Records shown:
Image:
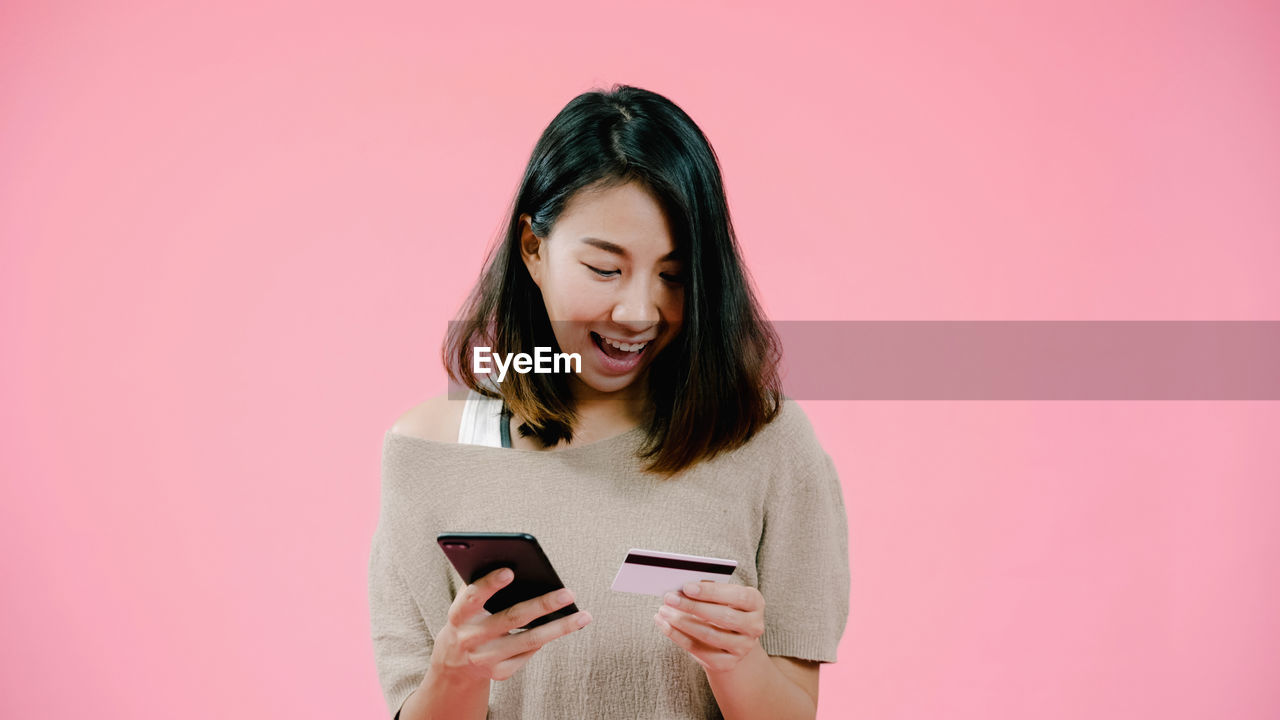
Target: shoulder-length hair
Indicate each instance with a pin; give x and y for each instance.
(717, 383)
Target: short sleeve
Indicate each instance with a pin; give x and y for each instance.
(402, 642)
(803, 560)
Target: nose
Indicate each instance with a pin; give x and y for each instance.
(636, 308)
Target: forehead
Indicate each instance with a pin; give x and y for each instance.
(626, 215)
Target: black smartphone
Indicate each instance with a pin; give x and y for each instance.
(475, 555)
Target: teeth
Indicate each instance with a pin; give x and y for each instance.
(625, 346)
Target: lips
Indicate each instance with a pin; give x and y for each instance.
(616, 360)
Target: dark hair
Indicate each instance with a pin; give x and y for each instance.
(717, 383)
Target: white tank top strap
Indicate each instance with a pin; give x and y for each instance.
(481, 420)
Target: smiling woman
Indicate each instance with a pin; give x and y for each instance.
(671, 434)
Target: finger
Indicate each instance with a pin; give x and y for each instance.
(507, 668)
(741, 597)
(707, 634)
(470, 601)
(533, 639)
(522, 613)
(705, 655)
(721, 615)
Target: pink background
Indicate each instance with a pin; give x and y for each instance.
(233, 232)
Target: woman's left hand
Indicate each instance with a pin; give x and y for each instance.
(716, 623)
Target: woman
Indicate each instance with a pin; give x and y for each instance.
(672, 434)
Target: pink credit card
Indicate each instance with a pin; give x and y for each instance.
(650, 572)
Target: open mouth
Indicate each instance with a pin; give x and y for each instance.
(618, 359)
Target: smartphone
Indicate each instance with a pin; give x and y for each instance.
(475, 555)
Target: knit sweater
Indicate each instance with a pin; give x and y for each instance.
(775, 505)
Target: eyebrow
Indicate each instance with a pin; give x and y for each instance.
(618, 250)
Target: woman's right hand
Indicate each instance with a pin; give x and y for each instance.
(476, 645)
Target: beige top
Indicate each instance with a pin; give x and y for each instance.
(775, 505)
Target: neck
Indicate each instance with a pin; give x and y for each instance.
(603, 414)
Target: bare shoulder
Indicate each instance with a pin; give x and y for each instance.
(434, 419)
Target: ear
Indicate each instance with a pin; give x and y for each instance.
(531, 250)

Directions for this task:
Write out every line above exactly as it is, leaving out the pictures.

Full response:
Image:
Target: shoulder-length hair
Indicate each instance with a pin; give x and y for each instance.
(717, 383)
Target: short sleeve
Indicate each instance with a pin; give x and y for each instance.
(402, 642)
(803, 560)
Target: nose
Indicate each instance with a pin; give x and y for each instance.
(636, 308)
Target: forehead
Indicate each instance with a pin; give x and y for each instance.
(626, 215)
Target: black smartphone
Indicate each instance with a pin; give x and y for each instance.
(475, 555)
Target: teeth
Indicate each instance with a pin; give x and y for each instance.
(625, 346)
Target: lips
Indicate each instance with a pin; give x and y for each instance.
(616, 360)
Target: dark hair
Indicate each instance with a pin; give x and y for each instance.
(717, 383)
Target: white tank top strap
Indicate each instance with a pin; give x and y for each instance.
(481, 420)
Target: smiling woman
Indicate each instance with a pin; give x and y for each instance.
(671, 434)
Target: finger
Indicate each instance with a pin; give x and y for each instance.
(507, 668)
(741, 597)
(707, 634)
(470, 601)
(533, 639)
(522, 613)
(705, 655)
(721, 615)
Target: pink background
Indicate each instance with a pin; give x and y for each instance.
(233, 232)
Target: woman's left hand
Indicate each instance with a pin; give x and y for each instance.
(716, 623)
Target: woman
Indicate each instance with a pin; give x and y for each instance.
(672, 434)
Target: pink credit card
Indicate each instance with a pin; give x and y for each instance.
(650, 572)
Target: open mouth
Indicate each instance with a pin; give x and y for each instance.
(618, 359)
Target: smartphone
Indicate each instance with a pin; give x and y for each instance.
(475, 555)
Target: knit sweater
Indicate each instance with a pin; give x and y for each instance.
(775, 505)
Target: eyebrow
Indicate each instance with a pin; give x and y for each instance.
(618, 250)
Target: woman's right hand
Indicate each instance with a pin; give x and y for each instance.
(476, 645)
Target: beige top
Indicate each instance with a pin; give x and y for each instance.
(775, 505)
Target: neck
Indicate each instance with a pin; give x and y for each instance.
(603, 414)
Target: bare shoulder
Indicate each instance with a pin; give x and y for each instance.
(434, 419)
Target: ear
Indicate each instance with a pin; give x and y for each instance.
(531, 250)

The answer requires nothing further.